::: EXTRAIT CITÉ

D'après la Wallonie, qui parle d'"une catastrophe environnementale", 50 à 70 tonnes de poissons sont morts côté wallon, une centaine en comptant la mortalité piscicole française. "Il faudra plusieurs années pour reconstruire l'écosystème (...) ce qui est perdu est perdu à jamais", déplore le directeur de la fédération de pêche du Nord, Emmanuel Petit, qui n'a pas vu de pollution si "grave et importante" en vingt ans.

Selon Tereos, qui commercialise ses produits sous la marque Béghin-Say, les analyses effectuées à partir du 10 avril sur "cinq points du cours" ont "permis de constater un retour à la normale dès le 13 avril" et "toutes les mesures possibles ont été prises pour limiter l'impact sur la faune." Le groupe sucrier a installé le 22 avril cinq aérateurs pour ré-oxygéner l'eau.
 


La Belgique accuse la France


Le parquet de Cambrai a ouvert une enquête pour déterminer les éventuelles responsabilités et les conséquences de la rupture de la digue, car les poissons morts "ne sont que les parties visibles de la pollution". La fédération de pêche du Nord compte déposer plainte. "Côté belge, il y aura une enquête pénale, c'est clair, qui permettra ou non d'établir la responsabilité de Tereos", assure le parquet de Charleroi. 
 
Tereos assure cependant qu'il "est encore trop tôt pour établir de quelconques liens de causalité" entre la rupture de la digue et la pollution en Belgique.
 
 
Avertie par un riverain le 20 avril, la Wallonie se félicite d'avoir prévenu immédiatement la Flandre, qui a pu sauver la majeure partie des poissons grâce à des dispositifs d'oxygénation de l'eau. Mais elle accuse la France de "négligence" pour ne leur avoir "jamais" signalé cette pollution, en infraction avec une procédure d'alerte internationale. Paul-Olivier Delannois, le bourgmestre socialiste de Tournai, s'est même fendu lundi d'une lettre adressée au président de la République Emmanuel Macron. "J’ai du mal à comprendre pourquoi les autorités françaises, au courant de cette situation depuis le 9 avril, n’ont pas informé les autorités de notre pays ? Comment expliquer une pareille négligence d’un voisin, d’un allié et d’un partenaire européen ?", questionne-t-il.
 
Si elle n'a pas alerté immédiatement la Belgique, c'est parce que "les mesures effectuées sur le terrain le 10 avril n'ont pas mis en évidence de pollution", justifie la préfecture du Nord, qui reconnaît que les eaux ont "ruisselé vers l'Escaut". Selon elle, "bien qu'une diminution d'oxygène avec l'apparition d'une mortalité piscicole ait pu être constatée dans les jours suivant l'accident, un retour progressif à un taux d'oxygène plus normal a été mesuré".

Un "échange" entre les deux pays a été "instauré", plus tard, quand "la mortalité piscicole est devenue significative côté français" et belge.
 

Une inspection en décembre 2019


La sucrerie d'Escaudoeuvres est soumise à autorisation au titre des installations classées et doit justifier d'un plan de prévention des risques. La dernière inspection par la direction régionale de l'environnement, de l'aménagement et du logement (Dréal) date du 24 décembre 2019, selon Géorisques.

::::::
::: DONNÉES ENREGISTRÉES

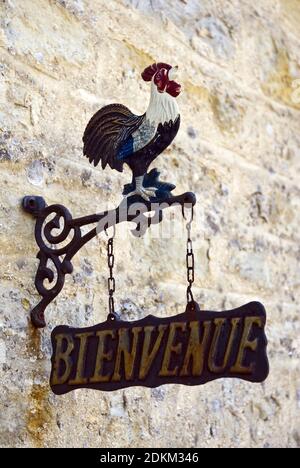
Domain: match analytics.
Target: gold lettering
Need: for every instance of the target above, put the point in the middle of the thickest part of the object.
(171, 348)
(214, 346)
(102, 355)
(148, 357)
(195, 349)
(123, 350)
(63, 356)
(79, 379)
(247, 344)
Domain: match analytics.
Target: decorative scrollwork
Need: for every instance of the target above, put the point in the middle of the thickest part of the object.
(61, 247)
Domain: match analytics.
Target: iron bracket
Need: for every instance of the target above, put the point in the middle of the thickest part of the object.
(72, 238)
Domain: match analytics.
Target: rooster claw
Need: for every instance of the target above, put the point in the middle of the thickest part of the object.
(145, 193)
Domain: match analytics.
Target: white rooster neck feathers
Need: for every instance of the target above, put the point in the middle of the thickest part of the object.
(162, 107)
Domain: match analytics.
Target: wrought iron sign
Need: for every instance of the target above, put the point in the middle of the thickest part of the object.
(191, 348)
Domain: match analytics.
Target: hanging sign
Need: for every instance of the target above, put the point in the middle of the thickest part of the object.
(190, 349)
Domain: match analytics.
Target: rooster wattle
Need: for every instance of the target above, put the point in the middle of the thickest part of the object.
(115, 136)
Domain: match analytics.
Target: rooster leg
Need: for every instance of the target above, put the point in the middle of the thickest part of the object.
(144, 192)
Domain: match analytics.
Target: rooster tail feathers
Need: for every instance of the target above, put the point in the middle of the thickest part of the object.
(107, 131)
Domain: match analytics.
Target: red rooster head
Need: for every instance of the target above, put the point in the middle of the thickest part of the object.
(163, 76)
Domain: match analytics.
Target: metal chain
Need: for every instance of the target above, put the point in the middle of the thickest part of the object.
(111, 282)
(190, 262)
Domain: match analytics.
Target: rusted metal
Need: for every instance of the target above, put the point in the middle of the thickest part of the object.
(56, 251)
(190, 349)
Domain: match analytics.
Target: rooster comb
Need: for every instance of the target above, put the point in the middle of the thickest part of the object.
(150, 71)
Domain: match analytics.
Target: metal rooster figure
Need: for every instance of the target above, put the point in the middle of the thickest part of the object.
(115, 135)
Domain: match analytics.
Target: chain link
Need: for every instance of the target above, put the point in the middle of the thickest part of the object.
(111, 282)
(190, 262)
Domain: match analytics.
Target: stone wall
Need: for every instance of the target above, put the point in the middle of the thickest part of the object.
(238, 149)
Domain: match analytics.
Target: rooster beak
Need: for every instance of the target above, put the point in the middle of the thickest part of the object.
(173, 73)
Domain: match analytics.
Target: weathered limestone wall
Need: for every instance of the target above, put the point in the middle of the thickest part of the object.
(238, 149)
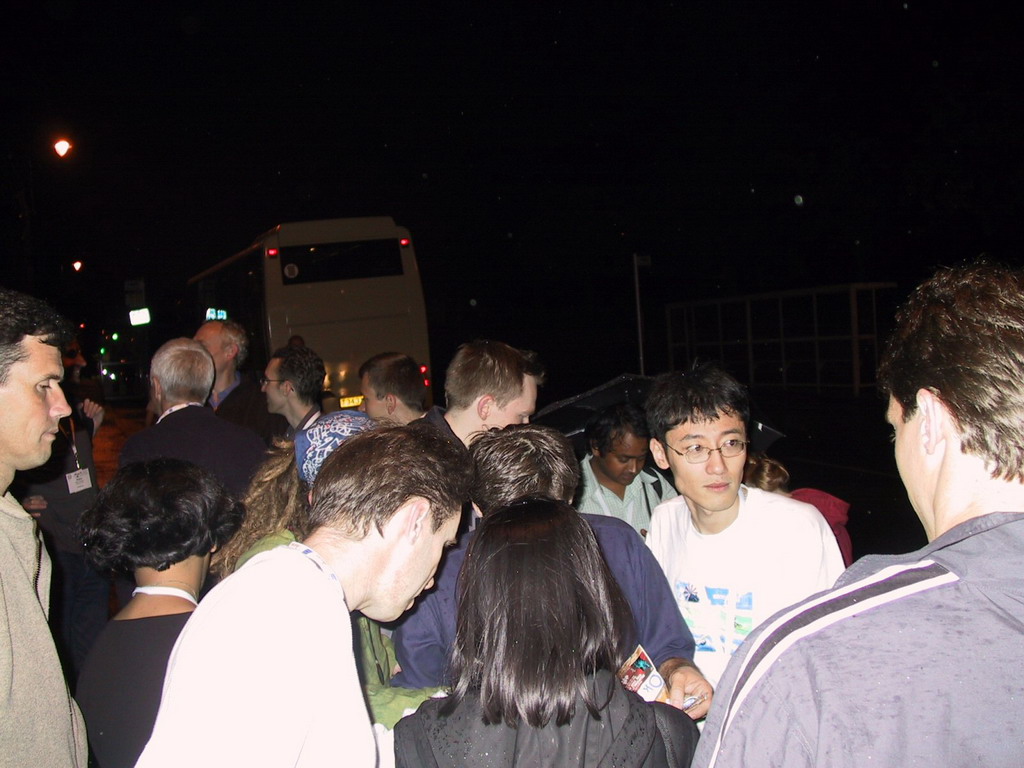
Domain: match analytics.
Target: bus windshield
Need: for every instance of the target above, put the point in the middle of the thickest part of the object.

::::::

ACTION REQUISE » Pouvez-vous retaper à l'identique le passage de l'extrait sur la pollution de l'Escaut, en commençant par "D'après la Wallonie, qui" et en continuant jusqu'à "en vingt ans." ?

EXERCICE CORRIGÉ »
D'après la Wallonie, qui parle d'"une catastrophe environnementale", 50 à 70 tonnes de poissons sont morts côté wallon, une centaine en comptant la mortalité piscicole française. "Il faudra plusieurs années pour reconstruire l'écosystème (...) ce qui est perdu est perdu à jamais", déplore le directeur de la fédération de pêche du Nord, Emmanuel Petit, qui n'a pas vu de pollution si "grave et importante" en vingt ans.